• EXERCISE DESCRIPTION:
Copy the entries verbatim, starting with the line containing "this form: (520,76)." and continuing through the end of the entries, with no pictures in your answer.

• MATERIAL:
===

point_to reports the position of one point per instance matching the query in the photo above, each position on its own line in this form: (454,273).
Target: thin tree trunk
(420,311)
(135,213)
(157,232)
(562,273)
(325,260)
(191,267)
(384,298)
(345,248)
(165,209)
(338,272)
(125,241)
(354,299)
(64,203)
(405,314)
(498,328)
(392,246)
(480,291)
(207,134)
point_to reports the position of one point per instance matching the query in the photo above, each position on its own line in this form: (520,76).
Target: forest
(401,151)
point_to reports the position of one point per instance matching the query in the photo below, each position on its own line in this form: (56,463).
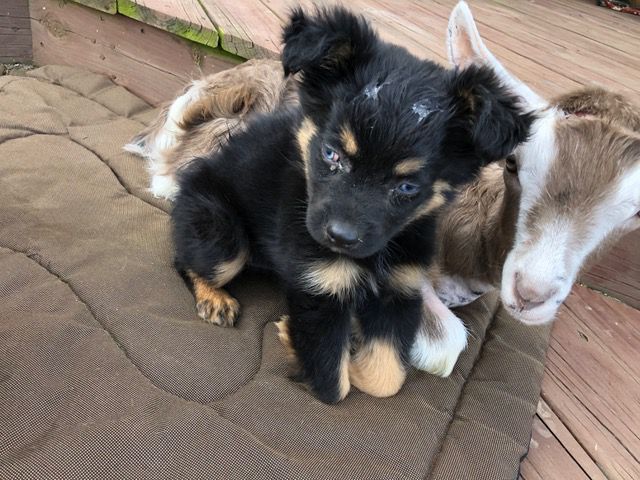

===

• FINISHED TASK:
point_to reports the position of one point per instance matching the query in the photo above, each position on its own line in this form: (520,76).
Target: forest
(401,151)
point_to reports the position of one point per instance matching the query in the photo below, each position on its own line in this form: (56,463).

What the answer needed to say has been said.